>> start Rows
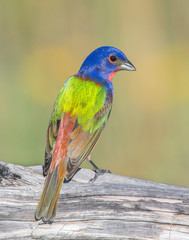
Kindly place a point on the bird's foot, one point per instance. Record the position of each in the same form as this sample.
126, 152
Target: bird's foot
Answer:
98, 172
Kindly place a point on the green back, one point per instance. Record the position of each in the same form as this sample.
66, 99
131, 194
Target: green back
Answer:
82, 98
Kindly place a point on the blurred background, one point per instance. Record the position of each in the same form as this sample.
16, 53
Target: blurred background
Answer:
43, 43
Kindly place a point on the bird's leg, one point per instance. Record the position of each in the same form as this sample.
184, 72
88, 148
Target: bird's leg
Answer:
97, 170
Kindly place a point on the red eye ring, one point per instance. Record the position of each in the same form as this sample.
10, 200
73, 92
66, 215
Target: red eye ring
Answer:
112, 58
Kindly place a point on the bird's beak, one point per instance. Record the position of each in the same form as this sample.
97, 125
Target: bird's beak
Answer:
127, 65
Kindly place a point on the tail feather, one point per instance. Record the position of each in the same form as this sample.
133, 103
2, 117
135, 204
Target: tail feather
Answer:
46, 209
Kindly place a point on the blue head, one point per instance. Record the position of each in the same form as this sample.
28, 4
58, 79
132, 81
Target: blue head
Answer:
103, 62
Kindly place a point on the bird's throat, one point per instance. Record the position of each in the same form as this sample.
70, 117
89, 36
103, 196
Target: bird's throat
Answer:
111, 75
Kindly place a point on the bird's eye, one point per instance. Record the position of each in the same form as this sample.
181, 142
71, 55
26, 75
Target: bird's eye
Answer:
112, 58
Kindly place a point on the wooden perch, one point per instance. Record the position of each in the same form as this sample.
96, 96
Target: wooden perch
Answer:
113, 207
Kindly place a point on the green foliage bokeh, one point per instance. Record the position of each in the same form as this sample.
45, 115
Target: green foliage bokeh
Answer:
43, 43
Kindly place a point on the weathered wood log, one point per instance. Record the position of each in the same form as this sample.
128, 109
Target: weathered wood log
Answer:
112, 207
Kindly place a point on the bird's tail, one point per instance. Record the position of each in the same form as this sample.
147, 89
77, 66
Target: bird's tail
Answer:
46, 209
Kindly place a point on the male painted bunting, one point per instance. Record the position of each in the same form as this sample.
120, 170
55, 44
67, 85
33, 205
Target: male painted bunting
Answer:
79, 116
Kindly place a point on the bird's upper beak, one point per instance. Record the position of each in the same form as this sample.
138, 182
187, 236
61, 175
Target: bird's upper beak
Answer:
127, 65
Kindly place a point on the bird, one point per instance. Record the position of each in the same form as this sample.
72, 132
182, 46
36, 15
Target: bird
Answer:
79, 115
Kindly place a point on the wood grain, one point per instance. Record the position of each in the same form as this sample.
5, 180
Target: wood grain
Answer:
112, 207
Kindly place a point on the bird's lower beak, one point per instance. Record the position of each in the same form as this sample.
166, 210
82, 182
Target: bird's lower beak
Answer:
127, 65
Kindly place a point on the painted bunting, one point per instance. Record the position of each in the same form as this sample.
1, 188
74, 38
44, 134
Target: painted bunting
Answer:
79, 116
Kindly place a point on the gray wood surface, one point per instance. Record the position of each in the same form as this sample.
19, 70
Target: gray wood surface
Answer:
112, 207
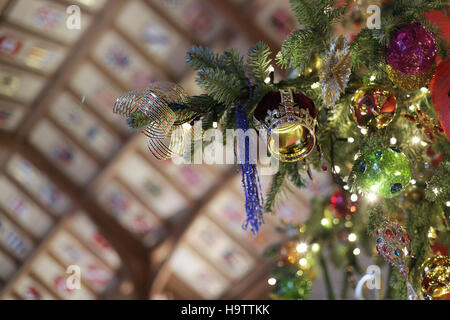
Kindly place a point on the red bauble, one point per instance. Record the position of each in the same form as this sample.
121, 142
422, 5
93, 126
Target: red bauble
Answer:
340, 205
440, 94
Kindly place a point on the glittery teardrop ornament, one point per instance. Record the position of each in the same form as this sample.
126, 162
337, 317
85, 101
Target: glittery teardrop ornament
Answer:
394, 244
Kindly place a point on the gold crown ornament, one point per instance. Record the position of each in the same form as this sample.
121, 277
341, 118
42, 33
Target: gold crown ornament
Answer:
290, 121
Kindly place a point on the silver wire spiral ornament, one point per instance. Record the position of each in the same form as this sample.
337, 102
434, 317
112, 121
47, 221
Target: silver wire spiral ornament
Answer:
149, 110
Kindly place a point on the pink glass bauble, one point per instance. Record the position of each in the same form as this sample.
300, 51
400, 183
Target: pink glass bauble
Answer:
440, 94
411, 50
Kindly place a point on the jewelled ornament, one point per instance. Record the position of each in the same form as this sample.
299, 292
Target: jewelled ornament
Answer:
439, 91
411, 50
150, 110
341, 206
335, 71
436, 276
424, 122
373, 107
408, 82
394, 244
290, 119
384, 172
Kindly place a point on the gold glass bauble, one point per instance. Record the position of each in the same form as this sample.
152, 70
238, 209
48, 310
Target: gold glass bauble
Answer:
414, 82
436, 276
373, 107
295, 142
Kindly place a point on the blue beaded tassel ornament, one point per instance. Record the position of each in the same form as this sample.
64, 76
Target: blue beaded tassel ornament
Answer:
250, 178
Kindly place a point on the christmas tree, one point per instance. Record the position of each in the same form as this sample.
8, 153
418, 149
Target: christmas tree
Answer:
367, 110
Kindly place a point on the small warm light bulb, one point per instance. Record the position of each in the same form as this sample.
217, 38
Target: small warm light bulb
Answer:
303, 262
325, 222
372, 197
352, 237
302, 247
315, 247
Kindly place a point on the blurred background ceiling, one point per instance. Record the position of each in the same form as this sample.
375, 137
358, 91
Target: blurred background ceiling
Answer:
79, 188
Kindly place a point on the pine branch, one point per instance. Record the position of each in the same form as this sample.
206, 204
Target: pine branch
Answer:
294, 175
200, 58
220, 85
297, 50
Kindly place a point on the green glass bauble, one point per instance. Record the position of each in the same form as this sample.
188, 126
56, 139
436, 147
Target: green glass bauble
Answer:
384, 172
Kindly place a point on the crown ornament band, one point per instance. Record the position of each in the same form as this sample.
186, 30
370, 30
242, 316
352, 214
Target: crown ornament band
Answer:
290, 126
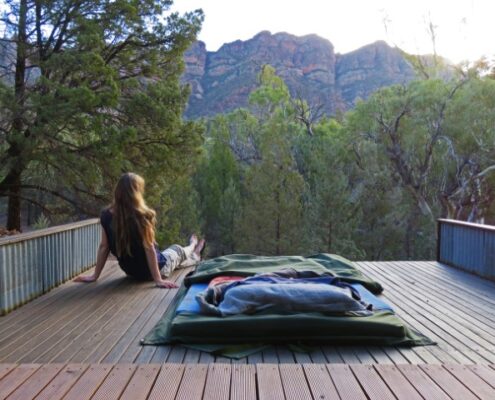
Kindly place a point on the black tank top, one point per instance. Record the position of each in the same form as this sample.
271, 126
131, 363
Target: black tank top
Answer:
135, 265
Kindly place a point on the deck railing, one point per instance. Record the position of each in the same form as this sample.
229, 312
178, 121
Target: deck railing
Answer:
33, 263
467, 246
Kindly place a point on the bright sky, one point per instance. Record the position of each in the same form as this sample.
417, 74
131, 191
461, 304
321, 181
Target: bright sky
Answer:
465, 29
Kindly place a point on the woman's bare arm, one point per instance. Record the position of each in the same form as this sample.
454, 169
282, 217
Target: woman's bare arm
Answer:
155, 271
101, 259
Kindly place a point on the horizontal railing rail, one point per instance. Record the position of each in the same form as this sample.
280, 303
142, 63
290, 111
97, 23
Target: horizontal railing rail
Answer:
467, 246
33, 263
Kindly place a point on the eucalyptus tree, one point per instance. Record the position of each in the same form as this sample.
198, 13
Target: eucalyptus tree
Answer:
91, 89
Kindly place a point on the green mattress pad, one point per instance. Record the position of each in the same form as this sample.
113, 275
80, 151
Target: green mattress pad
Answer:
217, 333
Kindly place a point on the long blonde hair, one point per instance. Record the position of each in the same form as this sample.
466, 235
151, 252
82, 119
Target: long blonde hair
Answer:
131, 214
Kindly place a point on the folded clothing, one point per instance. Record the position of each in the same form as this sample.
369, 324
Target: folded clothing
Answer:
288, 296
189, 304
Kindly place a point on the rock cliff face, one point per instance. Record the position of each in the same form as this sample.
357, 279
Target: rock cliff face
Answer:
221, 81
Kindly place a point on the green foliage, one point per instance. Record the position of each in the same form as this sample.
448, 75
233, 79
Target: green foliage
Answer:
103, 97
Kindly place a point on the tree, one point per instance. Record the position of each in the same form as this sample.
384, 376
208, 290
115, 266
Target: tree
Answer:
331, 213
92, 90
218, 184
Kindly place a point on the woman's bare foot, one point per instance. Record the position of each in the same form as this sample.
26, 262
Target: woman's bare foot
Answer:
199, 248
193, 241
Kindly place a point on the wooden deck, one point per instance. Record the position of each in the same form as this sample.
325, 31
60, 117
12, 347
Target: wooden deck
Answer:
245, 381
82, 341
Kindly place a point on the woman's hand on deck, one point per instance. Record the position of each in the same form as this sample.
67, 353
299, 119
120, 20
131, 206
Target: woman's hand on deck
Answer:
166, 284
85, 278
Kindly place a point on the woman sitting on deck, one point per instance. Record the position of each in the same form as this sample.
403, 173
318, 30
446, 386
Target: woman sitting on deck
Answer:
129, 234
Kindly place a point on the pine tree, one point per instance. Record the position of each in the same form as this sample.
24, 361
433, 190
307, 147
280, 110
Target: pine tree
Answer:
92, 90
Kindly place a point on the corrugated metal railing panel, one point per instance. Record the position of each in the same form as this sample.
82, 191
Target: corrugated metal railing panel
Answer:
467, 246
33, 263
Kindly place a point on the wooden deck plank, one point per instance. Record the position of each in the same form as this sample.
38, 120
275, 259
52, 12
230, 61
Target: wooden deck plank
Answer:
16, 378
457, 279
243, 382
319, 381
294, 382
472, 381
347, 354
239, 382
456, 350
426, 296
192, 356
176, 355
84, 340
255, 358
482, 322
206, 358
161, 353
371, 382
217, 385
398, 384
167, 383
484, 372
422, 383
345, 382
285, 356
193, 383
38, 308
6, 368
141, 382
223, 360
131, 316
379, 355
270, 356
44, 346
269, 382
317, 356
115, 382
38, 330
363, 355
36, 382
450, 385
89, 382
148, 321
303, 358
332, 355
61, 384
449, 292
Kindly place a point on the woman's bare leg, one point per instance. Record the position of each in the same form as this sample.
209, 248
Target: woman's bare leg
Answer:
193, 252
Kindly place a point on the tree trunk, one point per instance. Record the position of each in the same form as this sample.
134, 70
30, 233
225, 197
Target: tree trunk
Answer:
13, 183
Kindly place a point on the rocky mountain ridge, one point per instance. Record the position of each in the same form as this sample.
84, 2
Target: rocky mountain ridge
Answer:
222, 80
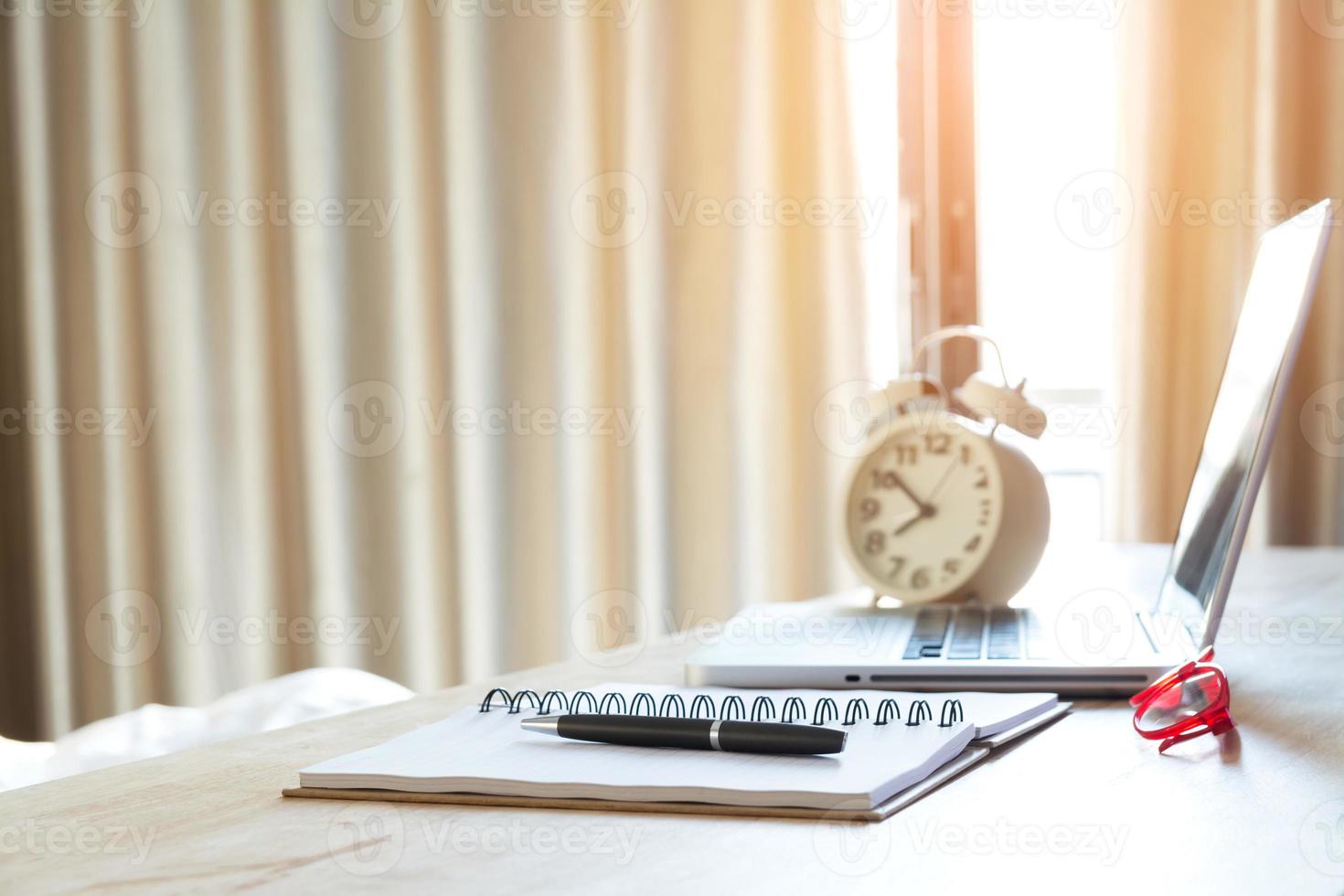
>> end Rows
**What you have to do**. Tally the lines of the entries above that contain the string "warm" and give only the count.

**Complete output**. 2